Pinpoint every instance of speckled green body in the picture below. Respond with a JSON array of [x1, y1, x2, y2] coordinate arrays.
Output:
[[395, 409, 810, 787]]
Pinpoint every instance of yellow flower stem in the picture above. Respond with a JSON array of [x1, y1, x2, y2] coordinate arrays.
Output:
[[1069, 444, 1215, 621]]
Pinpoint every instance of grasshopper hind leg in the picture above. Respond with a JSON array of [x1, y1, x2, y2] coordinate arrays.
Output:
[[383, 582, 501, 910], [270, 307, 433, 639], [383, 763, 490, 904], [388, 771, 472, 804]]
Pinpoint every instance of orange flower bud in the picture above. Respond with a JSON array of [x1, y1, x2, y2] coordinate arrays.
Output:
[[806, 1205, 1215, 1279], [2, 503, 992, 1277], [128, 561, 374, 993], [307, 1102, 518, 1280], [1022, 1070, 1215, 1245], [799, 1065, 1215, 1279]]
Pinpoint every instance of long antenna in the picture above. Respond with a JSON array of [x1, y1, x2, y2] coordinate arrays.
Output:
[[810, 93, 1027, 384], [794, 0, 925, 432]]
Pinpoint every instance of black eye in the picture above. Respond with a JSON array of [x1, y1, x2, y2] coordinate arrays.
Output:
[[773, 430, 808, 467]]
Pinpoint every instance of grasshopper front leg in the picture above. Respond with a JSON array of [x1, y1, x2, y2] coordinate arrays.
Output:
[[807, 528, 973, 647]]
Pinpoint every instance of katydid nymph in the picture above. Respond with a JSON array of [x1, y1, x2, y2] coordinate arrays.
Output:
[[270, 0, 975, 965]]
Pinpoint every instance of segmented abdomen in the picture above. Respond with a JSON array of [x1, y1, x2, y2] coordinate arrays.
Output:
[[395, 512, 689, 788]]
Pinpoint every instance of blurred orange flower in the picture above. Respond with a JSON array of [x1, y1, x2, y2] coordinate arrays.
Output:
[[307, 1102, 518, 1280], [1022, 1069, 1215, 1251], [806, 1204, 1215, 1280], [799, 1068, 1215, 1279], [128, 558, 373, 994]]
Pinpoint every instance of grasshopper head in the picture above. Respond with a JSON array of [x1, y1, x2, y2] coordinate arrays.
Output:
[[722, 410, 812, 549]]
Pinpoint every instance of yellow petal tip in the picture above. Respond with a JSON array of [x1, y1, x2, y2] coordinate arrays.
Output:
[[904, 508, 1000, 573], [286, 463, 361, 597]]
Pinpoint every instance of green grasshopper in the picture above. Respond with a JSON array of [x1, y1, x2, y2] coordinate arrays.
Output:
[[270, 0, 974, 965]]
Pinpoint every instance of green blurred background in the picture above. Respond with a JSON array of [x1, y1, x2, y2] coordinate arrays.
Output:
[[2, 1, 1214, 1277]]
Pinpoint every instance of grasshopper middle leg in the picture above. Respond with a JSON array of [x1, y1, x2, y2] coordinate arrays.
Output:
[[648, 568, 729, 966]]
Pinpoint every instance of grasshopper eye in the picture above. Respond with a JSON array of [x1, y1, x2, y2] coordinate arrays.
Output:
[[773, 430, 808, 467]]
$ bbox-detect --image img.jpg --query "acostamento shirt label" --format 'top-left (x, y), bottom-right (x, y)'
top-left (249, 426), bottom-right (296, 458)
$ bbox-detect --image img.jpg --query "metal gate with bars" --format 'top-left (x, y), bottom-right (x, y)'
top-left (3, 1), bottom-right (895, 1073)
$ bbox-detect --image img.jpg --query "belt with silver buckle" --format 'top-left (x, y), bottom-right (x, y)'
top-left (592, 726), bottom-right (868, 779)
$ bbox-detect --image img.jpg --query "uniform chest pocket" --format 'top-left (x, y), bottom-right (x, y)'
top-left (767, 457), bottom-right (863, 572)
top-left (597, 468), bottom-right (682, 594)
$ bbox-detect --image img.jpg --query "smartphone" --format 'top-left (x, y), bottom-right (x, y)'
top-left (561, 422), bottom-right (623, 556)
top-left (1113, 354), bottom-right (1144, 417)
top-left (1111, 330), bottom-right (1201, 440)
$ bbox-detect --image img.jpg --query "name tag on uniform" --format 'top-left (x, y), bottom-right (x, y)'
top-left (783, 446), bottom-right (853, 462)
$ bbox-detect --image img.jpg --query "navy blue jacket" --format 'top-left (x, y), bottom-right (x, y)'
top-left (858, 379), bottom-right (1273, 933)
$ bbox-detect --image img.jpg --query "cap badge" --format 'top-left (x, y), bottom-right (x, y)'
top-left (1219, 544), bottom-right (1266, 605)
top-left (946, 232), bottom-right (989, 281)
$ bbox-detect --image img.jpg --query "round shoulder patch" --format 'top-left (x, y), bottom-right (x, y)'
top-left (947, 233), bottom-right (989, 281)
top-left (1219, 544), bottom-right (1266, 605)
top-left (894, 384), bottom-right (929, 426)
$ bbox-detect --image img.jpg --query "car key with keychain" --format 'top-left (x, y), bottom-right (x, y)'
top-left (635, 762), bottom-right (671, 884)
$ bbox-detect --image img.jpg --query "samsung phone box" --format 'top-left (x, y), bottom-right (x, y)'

++++++++

Problem statement ▸ In full and word for word, reproduce the data above.

Solution to the problem ▸
Pinpoint every instance of speckled green body in the picture below. Respond with a JSON array of [x1, y1, x2, y2] coordinate arrays.
Output:
[[395, 409, 810, 787]]
Pinpoint every instance of yellow flower stem in the picture above. Respond with a JSON array of [x1, y1, x2, y2] coordinate arrays.
Output:
[[1069, 444, 1215, 621]]
Pinpoint every instance of grasshopper hind leg in the picture above. Respond with a JSON array of [x1, y1, x2, y2] coordinate arrays.
Output:
[[383, 582, 501, 910], [270, 307, 433, 639], [383, 763, 490, 904], [388, 771, 472, 804]]
Pinpoint every instance of orange flower bud in the picture above. Respond with a JSON array of [x1, y1, x2, y2] coordinate arrays.
Output:
[[806, 1205, 1215, 1279], [2, 503, 992, 1277], [128, 561, 374, 993], [307, 1102, 518, 1280], [1022, 1070, 1215, 1245], [799, 1065, 1215, 1279]]
Pinpoint every instance of long antenna in the picture above. Respond with a JSON array of [x1, y1, x2, y2] coordinate arrays.
Output:
[[810, 93, 1027, 384], [794, 0, 925, 432]]
Pinpoint every instance of black eye in the picture above. Respond with a JSON array of [x1, y1, x2, y2] coordinate arrays.
Output:
[[773, 430, 808, 467]]
Pinpoint every instance of grasshopper front leg in the picture above. Respond with a JSON array of [x1, y1, x2, y2] coordinate arrays.
Output:
[[807, 528, 973, 647]]
Pinpoint every instance of katydid nymph in the picture above. Respond with a JSON array of [x1, y1, x2, y2] coordinate arrays.
Output:
[[270, 0, 975, 965]]
Pinpoint every instance of segmented abdomen in the picture above. Respond with a JSON array of [x1, y1, x2, y2] coordinate arrays.
Output:
[[395, 512, 689, 788]]
Pinpoint every instance of blurred orange flower in the picture above. Respond with a JSON array of [x1, y1, x2, y2] coordinate arrays.
Output:
[[307, 1102, 518, 1280], [1022, 1069, 1215, 1251], [806, 1204, 1215, 1280], [799, 1068, 1215, 1279], [128, 558, 373, 994]]
Pinpoint every instance of grasshopper head in the picture above. Respond with a JSON array of [x1, y1, x2, y2] coordinate arrays.
Output:
[[722, 410, 812, 549]]
Pinpoint every instance of yellow petal tip in the picture above. Respond with a JSON array of [x1, y1, x2, y2] coordinate arrays.
Output:
[[904, 508, 1000, 573], [286, 463, 361, 597]]
Pinpoint every instance of green grasshopper in the picture above. Respond with a JSON array of [x1, y1, x2, y2] coordinate arrays.
Output:
[[270, 0, 974, 965]]
Pinpoint every instance of green blurred background in the picture above. Respond with a JSON array of [x1, y1, x2, y2] coordinate arrays.
Output:
[[2, 1, 1214, 1277]]
Pinpoint every instance of grasshopper middle leg in the picture above. Respond with a JSON array of [x1, y1, x2, y2] coordinate arrays.
Output:
[[648, 568, 729, 966]]
Pinpoint every instance of grasshopper eye in the picture above. Respond with a JSON array of [x1, y1, x2, y2] coordinate arrays.
Output:
[[773, 430, 808, 467]]
$ bbox-detect --image img.jpg --query "acostamento shirt label" --format 'top-left (x, y), bottom-right (x, y)'
top-left (249, 426), bottom-right (296, 458)
$ bbox-detect --image img.jpg --query "metal gate with bars" --format 'top-left (x, y), bottom-right (x, y)'
top-left (3, 1), bottom-right (895, 1073)
$ bbox-detect --image img.jpg --query "belt with silver buckle" --format 'top-left (x, y), bottom-right (x, y)'
top-left (592, 726), bottom-right (868, 779)
$ bbox-detect --image img.jpg --query "uniform chest pocket" --format 'top-left (x, y), bottom-right (x, y)'
top-left (767, 457), bottom-right (863, 572)
top-left (597, 468), bottom-right (682, 594)
$ bbox-detect --image img.jpg --query "smartphone" --format 'top-left (x, y), bottom-right (x, y)'
top-left (561, 422), bottom-right (623, 556)
top-left (1113, 354), bottom-right (1144, 417)
top-left (1111, 330), bottom-right (1201, 440)
$ bbox-detect --image img.jpg --query "name tag on uniform" --format 'top-left (x, y), bottom-right (x, y)'
top-left (783, 446), bottom-right (853, 462)
$ bbox-detect --image img.jpg --query "navy blue jacket" --format 'top-left (x, y), bottom-right (x, y)'
top-left (858, 379), bottom-right (1273, 933)
$ bbox-detect --image img.jpg --query "cap badge" --format 'top-left (x, y), bottom-right (x, y)'
top-left (1219, 544), bottom-right (1266, 605)
top-left (946, 232), bottom-right (989, 281)
$ bbox-detect --image img.jpg --query "round shoulder patch" --format 'top-left (x, y), bottom-right (x, y)'
top-left (947, 233), bottom-right (989, 281)
top-left (1219, 544), bottom-right (1266, 605)
top-left (894, 384), bottom-right (929, 426)
$ bbox-detect --image img.jpg --query "car key with keychain" --format 'top-left (x, y), bottom-right (x, y)'
top-left (635, 762), bottom-right (671, 884)
$ bbox-detect --image img.jpg --query "samsung phone box" --format 'top-left (x, y), bottom-right (x, y)'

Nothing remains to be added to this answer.